++++ TASK INPUTS ++++

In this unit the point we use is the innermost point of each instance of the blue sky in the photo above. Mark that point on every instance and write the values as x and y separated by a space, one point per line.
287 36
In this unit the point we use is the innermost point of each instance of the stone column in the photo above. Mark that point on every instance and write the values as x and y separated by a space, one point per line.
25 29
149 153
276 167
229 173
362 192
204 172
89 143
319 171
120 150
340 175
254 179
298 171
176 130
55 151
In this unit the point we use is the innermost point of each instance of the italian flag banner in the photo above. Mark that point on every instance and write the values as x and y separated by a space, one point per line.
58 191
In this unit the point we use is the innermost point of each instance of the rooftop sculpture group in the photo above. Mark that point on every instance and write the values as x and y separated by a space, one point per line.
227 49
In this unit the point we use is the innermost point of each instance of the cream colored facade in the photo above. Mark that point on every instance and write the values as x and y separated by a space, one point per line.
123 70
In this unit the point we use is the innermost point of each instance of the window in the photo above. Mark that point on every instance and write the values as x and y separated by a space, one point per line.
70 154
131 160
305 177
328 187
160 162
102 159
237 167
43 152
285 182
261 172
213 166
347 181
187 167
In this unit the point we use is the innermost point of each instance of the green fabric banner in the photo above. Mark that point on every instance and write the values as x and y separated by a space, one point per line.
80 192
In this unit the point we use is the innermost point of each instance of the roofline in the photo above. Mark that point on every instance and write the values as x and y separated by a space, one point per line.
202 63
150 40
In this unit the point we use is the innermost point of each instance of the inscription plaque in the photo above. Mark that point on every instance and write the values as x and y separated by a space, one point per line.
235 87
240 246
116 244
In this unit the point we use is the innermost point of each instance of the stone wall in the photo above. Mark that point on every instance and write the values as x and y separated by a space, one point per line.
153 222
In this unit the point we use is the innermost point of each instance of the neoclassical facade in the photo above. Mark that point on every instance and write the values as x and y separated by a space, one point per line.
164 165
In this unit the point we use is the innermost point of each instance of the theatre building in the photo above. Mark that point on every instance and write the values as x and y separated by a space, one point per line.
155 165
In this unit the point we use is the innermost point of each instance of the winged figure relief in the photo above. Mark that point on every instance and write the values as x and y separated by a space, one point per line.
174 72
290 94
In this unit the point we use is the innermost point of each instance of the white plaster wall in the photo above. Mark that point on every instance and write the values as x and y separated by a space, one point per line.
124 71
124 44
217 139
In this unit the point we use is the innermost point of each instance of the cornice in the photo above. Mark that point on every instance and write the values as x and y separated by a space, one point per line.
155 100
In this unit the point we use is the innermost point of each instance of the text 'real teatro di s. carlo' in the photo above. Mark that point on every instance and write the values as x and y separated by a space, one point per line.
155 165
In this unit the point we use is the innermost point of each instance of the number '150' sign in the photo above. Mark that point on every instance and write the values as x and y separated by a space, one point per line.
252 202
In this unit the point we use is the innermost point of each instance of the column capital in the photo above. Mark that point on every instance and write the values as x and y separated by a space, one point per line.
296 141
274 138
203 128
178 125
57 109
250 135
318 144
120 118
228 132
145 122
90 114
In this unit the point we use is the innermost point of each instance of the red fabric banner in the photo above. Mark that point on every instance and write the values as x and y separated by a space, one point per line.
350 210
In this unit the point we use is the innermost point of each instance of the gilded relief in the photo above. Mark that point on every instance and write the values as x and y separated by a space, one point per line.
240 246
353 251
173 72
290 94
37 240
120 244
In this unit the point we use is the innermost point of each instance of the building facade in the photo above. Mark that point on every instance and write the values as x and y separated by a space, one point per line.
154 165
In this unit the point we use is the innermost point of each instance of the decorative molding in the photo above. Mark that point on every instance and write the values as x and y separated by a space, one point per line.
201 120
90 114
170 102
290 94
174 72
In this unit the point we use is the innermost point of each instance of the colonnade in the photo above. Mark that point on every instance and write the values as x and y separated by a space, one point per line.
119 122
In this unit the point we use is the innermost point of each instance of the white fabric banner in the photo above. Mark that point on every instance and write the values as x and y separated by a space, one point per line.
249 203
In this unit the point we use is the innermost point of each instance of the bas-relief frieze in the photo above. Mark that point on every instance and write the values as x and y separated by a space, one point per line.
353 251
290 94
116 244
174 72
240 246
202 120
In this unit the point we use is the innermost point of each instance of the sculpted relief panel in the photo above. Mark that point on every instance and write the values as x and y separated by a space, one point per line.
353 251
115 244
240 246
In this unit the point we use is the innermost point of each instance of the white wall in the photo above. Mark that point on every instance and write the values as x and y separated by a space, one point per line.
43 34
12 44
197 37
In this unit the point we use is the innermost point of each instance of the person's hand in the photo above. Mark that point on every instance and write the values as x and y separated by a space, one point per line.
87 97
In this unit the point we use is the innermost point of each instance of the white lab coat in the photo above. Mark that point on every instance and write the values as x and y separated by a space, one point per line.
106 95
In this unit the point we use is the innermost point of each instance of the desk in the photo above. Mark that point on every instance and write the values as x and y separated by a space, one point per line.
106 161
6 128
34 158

++++

◆ TASK:
From the line holding "of the person's" to the last line of the records, quote each line exactly and add nothing.

◆ COMPLETE OUTPUT:
In this unit the point we use is the innermost point of each instance of the person's hand in the photo above. Mark that point on every instance and write the values as x and y separated by a space, one point per line.
87 97
In this unit the point we use is the innermost point of each instance of the white lab coat in the photo above. Mark that point on every instance and write the values as x and y separated by a space, one point per line.
106 95
In this unit the point we use is the innermost point of each instance of the desk in the photo above. Mark that point on every instance and write the values as x and y separated by a space, one point per line.
106 161
6 128
34 158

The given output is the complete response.